Work required:
Reproduce the data verbatim, everything from its opening line down to and including the line that contains "left=533, top=227, right=706, bottom=280".

Dataset extract:
####################
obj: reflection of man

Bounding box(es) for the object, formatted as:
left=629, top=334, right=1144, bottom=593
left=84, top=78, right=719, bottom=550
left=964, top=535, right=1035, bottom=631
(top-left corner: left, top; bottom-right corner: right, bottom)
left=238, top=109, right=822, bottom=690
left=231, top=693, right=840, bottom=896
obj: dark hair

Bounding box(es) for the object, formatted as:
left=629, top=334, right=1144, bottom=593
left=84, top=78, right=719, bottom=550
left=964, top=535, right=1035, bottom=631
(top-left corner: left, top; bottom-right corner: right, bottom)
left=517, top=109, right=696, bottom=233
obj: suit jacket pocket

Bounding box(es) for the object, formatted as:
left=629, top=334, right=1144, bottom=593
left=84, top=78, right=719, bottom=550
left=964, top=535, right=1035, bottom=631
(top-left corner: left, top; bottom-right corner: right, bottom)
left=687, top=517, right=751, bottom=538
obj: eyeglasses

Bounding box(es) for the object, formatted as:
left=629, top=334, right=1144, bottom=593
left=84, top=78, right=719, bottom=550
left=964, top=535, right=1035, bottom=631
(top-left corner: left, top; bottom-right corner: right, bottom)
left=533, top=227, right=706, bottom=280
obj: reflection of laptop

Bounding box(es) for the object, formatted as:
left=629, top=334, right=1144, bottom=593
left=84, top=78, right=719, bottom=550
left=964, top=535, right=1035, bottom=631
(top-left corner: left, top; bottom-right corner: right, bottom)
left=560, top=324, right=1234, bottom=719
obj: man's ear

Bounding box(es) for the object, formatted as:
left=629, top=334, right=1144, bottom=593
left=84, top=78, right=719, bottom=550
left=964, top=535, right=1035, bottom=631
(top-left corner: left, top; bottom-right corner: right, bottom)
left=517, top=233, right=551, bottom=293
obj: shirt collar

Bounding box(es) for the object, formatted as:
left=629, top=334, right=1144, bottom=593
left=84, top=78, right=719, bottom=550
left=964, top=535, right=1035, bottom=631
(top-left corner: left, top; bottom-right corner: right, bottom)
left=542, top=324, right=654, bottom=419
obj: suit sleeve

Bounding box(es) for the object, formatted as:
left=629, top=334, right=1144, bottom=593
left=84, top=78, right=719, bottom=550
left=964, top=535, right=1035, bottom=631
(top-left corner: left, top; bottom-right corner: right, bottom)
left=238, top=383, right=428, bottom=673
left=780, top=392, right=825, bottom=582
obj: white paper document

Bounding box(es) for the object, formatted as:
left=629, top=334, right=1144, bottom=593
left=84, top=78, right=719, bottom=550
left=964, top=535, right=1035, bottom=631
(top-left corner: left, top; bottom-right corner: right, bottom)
####################
Exercise output:
obj: reflection of man

Bounding box(es) for the object, formatted as:
left=629, top=334, right=1144, bottom=593
left=84, top=78, right=719, bottom=550
left=964, top=535, right=1035, bottom=631
(top-left corner: left, top; bottom-right corner: right, bottom)
left=238, top=109, right=822, bottom=690
left=231, top=693, right=840, bottom=896
obj: dark hair

Bounding box(es) for the object, formatted as:
left=629, top=334, right=1144, bottom=593
left=84, top=78, right=719, bottom=550
left=964, top=535, right=1035, bottom=631
(top-left corner: left, top; bottom-right corner: right, bottom)
left=517, top=109, right=696, bottom=233
obj: suit jacket pocket

Bounding box(es) for the object, formatted as:
left=629, top=334, right=1144, bottom=593
left=84, top=78, right=719, bottom=550
left=964, top=535, right=1035, bottom=631
(top-left corner: left, top; bottom-right corner: right, bottom)
left=687, top=517, right=751, bottom=538
obj: eyeglasses

Bounding box(es) for the object, formatted as:
left=629, top=334, right=1144, bottom=593
left=84, top=78, right=719, bottom=550
left=964, top=535, right=1035, bottom=631
(top-left corner: left, top; bottom-right corner: right, bottom)
left=533, top=227, right=706, bottom=280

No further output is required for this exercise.